巨人の肩に立ちたいゲイ

30代ゲイのブログ。ゲイとしての考えたことをアウトプットしたり整理したりするような場にできればと思っております。やまとなでしこの頃の堤真一が好きです。

ゲイのキャリア形成に関する一考察

ちらほらと問い合わせフォームでコメントを頂いたりします.すべて繰り返し繰り返し読んでおります.今回は大学生の方からの嬉しいメッセージをダシにしてひとつ書いてみたいと思います.こっしーさん,わざわざ感想を寄せて頂きありがとうございます!

 

こっしー

 

大学3年生のゲイです。半年ほど前、9monの使い方について調べていた際にこのブログを見つけたのですが、その他の投稿のテーマも文章も非常に興味深い内容で、その日のうちに食い入るようにそ全ての投稿を読んだことを覚えています。というのも、これまでにショルダーさんのように理論的にゲイとしてのキャリアを歩まれてきたゲイの方を初めて見たため、驚いたのではないかなかと思います。現在就職活動をしており、ショルダーさんの投稿を参考に、ゲイとしてより良い人生を送れるような企業選びを行なっております。ショルダーさんの投稿は、自分のようなゲイとしての将来の方向性が決まっていない若者にも良い影響を与えていると思います。これからの投稿も心待ちにしております!

 

さてさて,就職活動中の3年生ということですが,こんなブログを読むならESのひとつでも書くなりしたほうが生産的かもしれませんね.ただ,せっかく読んでもらえるのならば面接一個分くらいの経験値と示唆を持って帰ってもらえればと思わなくもないです.ショルダーさんのように理論的にゲイとしてのキャリアを歩まれてきたゲイの方を初めて見たとのことですが,今日言いたいのは「みんな結構考えてるくない?」ということ.いやね,お褒めいただくのは大変に光栄ですけどね.

 

「将来のこと」を選択するシチュエーションというのは普通に学生時代を過ごしていても経験することだと思います.大学受験(専門学校)の学校選びや学部選択,その前の文理選択や高校受験などなど.しかし「キャリア」としてより具体的な問題に直面するのはどうしても就職活動に足を踏み入れてからになりがち.そのときに「ゲイとして」という要素をどのレベル感で・どのように意識するかというのは個人差があるのかもしれないですね.

 

よく,ゲイにはロールモデルが少ないという言説を耳にします.ある側面でそれは正しいと思っていて,まだ同性愛者であることを受け入れきれていない10代にとって,成功している,もしくはゲイとしてごく普通に幸せに生活している人物の存在というのは勇気を与えるものでしょう.しかし,キャリアという観点から見ると僕らには無数のロールモデルがいます.生産人口の過半数は男性ですよね?そのうち独身男性だけを取り出したって相当数.ゲイとノンケでキャリア形成のプロセスはそんなに大きくは違わないはずですし,それどころか結婚しない・子供も持たない可能性の高いゲイは,ノンケよりも間違いなく制約条件は少ないわけです.起業や転職における嫁ブロックもありませんし,子供の養育費を考えなくていいってどんだけイージーなんだよっていう.

----------------

(指示 1)
以下のエントリのうち、「building」という語を含む行はいくつあるか。数字だけを答えよ。
(指示 2)
ゲイのキャリア形成について述べた上の文章を、最後の文の続きから書き進めよ。

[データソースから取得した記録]
----------------

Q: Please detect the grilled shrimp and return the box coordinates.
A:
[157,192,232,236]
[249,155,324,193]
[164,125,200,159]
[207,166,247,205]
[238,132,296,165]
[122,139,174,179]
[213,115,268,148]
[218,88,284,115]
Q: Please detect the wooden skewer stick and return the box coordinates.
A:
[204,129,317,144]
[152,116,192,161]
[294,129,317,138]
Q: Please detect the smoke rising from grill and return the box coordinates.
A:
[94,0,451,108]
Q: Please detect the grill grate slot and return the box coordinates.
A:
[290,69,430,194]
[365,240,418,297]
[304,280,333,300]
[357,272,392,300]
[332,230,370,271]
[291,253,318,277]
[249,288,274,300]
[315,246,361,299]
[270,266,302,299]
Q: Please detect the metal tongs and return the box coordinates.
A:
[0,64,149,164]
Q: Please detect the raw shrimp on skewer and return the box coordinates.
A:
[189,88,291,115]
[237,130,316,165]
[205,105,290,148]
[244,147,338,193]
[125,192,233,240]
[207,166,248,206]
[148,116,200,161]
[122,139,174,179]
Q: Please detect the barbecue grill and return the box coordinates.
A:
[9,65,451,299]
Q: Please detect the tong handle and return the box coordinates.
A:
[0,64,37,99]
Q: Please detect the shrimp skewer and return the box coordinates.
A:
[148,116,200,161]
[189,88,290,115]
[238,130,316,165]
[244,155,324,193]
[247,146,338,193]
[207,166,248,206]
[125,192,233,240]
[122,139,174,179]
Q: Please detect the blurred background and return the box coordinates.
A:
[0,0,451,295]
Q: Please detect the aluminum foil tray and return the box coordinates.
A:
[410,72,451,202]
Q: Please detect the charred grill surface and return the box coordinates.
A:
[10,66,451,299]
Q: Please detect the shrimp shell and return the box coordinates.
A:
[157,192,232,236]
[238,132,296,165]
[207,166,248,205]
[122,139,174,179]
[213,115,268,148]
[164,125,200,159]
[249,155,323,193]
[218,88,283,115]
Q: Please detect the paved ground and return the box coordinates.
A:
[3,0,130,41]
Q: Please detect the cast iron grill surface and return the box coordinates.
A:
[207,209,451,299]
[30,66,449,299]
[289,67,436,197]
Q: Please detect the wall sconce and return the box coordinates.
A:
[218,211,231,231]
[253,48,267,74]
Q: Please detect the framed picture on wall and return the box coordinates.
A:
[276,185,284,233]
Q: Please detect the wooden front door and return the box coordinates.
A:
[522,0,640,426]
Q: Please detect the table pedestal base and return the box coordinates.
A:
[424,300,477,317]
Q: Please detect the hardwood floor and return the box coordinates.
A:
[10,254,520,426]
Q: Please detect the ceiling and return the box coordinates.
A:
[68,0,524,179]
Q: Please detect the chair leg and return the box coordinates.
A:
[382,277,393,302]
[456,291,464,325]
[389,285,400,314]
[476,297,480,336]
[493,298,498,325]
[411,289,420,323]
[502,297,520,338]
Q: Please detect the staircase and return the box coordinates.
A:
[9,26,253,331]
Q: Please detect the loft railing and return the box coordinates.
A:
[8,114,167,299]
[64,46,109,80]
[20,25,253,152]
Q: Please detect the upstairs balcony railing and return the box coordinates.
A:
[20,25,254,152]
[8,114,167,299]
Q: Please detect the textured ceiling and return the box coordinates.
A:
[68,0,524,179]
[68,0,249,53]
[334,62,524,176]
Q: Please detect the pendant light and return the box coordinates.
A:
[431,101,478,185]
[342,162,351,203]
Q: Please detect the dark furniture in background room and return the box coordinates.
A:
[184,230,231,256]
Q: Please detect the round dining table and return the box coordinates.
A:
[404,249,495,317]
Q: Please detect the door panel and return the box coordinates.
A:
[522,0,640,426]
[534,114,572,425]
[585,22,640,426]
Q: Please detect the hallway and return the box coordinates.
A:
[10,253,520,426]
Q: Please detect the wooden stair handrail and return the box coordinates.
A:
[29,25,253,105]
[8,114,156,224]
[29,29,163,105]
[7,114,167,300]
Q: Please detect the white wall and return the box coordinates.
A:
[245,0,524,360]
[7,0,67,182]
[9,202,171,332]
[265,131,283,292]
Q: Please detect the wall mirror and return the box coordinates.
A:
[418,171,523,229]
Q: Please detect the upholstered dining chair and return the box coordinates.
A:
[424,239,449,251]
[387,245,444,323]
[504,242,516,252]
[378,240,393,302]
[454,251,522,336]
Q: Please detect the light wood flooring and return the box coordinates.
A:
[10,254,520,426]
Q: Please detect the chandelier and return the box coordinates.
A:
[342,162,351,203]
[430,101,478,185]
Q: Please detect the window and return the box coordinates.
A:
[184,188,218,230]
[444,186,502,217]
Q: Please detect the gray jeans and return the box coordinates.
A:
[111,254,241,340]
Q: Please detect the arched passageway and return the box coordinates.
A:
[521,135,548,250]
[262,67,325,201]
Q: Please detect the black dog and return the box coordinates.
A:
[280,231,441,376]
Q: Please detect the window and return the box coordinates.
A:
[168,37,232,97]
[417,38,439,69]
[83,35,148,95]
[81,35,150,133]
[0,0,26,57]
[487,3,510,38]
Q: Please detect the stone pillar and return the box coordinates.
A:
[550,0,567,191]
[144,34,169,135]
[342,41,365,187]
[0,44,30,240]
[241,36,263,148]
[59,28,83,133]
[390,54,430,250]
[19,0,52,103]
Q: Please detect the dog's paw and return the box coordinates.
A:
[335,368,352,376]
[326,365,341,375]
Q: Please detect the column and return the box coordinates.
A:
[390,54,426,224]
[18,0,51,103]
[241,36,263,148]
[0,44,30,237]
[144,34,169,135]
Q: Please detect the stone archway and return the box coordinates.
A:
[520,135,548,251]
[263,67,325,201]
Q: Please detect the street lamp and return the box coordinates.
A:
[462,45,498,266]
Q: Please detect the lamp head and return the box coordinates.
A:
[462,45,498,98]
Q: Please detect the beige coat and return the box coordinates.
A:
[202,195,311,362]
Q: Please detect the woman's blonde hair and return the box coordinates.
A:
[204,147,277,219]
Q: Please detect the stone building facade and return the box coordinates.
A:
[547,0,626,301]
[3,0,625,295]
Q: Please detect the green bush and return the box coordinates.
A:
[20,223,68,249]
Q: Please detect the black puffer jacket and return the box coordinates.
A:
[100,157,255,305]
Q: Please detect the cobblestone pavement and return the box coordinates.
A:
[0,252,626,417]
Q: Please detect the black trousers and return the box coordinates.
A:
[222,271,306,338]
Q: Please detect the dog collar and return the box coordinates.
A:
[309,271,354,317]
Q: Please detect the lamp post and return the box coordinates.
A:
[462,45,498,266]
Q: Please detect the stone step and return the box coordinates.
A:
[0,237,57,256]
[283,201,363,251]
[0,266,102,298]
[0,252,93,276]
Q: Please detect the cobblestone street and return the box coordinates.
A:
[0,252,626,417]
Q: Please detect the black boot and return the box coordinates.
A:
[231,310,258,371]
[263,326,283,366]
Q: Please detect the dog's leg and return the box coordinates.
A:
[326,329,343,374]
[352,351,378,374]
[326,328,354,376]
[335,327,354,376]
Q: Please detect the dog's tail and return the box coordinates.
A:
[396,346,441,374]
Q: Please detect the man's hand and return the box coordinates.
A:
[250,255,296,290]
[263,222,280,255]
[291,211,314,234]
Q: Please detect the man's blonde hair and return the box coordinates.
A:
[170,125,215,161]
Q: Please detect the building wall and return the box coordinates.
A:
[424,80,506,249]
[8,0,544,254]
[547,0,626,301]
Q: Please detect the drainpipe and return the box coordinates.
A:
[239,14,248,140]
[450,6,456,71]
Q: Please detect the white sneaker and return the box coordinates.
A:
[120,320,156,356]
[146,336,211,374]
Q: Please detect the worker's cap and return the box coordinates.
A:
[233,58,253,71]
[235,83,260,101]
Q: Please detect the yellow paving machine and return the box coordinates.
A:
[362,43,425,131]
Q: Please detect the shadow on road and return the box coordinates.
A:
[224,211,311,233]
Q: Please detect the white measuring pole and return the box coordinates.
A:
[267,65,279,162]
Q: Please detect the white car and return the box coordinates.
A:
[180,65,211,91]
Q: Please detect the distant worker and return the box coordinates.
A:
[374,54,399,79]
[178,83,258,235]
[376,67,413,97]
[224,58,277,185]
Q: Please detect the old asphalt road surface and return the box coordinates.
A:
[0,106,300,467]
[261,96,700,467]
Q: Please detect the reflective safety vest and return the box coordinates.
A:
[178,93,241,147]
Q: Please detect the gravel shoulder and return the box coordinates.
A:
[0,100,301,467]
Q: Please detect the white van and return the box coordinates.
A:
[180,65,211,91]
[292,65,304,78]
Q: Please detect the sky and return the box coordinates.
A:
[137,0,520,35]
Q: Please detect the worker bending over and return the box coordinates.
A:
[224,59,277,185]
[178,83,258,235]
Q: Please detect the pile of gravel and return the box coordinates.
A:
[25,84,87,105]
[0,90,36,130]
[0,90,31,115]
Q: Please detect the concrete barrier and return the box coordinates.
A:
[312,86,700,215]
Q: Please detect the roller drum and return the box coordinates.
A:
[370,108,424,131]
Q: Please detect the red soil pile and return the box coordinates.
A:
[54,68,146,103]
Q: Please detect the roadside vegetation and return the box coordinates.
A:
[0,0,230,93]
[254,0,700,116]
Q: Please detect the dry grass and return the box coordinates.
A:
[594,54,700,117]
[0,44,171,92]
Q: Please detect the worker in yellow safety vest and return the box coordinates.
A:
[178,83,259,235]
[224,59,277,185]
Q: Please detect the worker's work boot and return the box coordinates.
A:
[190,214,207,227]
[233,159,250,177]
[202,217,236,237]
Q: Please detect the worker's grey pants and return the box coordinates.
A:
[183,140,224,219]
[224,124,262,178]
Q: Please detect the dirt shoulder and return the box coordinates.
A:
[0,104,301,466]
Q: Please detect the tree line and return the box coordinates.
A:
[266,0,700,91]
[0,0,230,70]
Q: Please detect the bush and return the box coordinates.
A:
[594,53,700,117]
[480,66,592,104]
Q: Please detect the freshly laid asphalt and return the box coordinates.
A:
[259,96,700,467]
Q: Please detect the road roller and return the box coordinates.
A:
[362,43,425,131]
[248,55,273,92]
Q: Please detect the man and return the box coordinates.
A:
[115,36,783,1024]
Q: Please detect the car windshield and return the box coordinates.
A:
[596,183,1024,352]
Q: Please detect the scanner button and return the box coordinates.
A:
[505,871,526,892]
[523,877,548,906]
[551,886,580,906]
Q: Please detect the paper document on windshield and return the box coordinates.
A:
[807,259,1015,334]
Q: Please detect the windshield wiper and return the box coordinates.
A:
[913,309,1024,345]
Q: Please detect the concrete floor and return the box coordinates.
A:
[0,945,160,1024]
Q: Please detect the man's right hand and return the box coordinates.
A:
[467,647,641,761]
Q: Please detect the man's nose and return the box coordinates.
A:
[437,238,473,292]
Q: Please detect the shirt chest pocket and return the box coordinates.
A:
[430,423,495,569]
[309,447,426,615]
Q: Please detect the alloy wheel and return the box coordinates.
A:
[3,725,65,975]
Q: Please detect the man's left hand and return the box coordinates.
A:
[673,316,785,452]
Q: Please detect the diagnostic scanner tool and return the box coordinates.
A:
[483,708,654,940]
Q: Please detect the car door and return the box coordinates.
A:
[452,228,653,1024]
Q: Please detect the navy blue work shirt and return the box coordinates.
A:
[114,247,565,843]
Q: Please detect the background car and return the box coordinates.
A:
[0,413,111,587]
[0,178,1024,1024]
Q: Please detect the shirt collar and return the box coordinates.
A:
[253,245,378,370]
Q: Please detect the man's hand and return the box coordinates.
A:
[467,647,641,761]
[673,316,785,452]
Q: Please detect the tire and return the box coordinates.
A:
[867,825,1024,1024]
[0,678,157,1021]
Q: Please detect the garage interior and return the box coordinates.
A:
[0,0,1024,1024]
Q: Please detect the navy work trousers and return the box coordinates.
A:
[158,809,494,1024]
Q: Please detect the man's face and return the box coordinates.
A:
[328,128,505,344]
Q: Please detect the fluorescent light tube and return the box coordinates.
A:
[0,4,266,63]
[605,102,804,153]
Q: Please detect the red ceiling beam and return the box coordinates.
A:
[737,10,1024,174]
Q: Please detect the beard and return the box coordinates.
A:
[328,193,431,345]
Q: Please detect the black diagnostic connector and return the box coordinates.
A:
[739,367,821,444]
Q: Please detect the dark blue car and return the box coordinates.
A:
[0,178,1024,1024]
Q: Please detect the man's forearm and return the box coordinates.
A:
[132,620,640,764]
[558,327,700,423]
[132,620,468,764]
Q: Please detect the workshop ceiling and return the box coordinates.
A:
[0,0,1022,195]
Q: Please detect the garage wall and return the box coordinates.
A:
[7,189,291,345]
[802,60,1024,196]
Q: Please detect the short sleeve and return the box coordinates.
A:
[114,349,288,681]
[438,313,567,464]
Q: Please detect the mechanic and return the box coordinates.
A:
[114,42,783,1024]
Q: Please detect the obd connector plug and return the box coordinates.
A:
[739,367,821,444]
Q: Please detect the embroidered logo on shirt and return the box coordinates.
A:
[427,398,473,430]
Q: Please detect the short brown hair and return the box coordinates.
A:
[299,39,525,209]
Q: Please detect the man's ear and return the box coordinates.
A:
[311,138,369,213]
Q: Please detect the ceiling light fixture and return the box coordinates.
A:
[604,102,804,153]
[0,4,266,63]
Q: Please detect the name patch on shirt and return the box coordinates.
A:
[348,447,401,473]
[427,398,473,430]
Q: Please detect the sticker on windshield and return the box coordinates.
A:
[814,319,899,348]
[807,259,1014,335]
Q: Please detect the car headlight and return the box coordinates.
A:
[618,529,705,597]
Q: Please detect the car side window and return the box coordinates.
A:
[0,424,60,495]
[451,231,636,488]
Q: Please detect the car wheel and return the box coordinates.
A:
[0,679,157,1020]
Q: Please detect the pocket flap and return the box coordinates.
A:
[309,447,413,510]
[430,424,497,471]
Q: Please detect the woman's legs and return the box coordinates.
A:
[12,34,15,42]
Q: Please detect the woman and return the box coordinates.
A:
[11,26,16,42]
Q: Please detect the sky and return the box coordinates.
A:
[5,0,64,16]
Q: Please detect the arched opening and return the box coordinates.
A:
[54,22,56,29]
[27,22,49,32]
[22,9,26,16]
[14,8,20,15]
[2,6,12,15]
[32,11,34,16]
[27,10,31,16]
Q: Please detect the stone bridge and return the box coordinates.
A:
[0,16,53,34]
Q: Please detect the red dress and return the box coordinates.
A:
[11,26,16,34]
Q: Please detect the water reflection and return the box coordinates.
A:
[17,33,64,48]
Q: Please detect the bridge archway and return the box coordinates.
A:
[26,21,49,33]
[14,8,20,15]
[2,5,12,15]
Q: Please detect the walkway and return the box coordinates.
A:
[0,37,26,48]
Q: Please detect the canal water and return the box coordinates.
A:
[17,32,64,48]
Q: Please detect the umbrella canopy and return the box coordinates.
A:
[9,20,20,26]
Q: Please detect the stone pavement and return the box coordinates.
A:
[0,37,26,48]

----------------

(作業結果 1)
2

(作業結果 2)
 

キャリアの在り方は時代やその人の置かれた状況,人生に何を望むかによって当然大きく変わります.工業製品と異なり一点物ですから,出来栄えに絶対的な評価を下すことは難しいですよね.なので僕のキャリアの定性的評価はあくまで僕自身が決めるものであり,僕自身の物語に一貫性があればそれで十分ではないかな,と思っています.就職活動で「自己分析」の重要性が叫ばれたり,入社後も何かと「キャリアの棚卸し」を求められることが多い昨今ですが,僕にしてみれば「普段から自分の人生に興味持ってないでどうするの?」というかんじです.まあこれはちょっと強い主張かもしれないですが.

 

ナイモンの使い方を調べるためにこのすかっすかな内容のブログを訪れるくらいですから,こっしーさんはもしかするとリアルでのゲイの知り合いは多くないのかもしれないな,と想像しました.僕の観測範囲内での話ですけど,人生の分岐点においてゲイならでは?のキャリア選択をしている人は一定以上いる印象です.大学生のこっしーさんに一番ささるのは新卒の企業選びの視点でしょうけれど,具体的にはどんな条件がゲイにとって「良い」企業なのでしょう.東京勤務への強い執着,低レベルなゲイいじりがない職場,ヒゲをはやしてもOK,二丁目やリアルに勤しむ余裕のある労働時間.ちょっと踏み込むとパートナーシップに対する福利厚生,社内にLGBTコミュニティがある,なんてのも入るのかもしれません.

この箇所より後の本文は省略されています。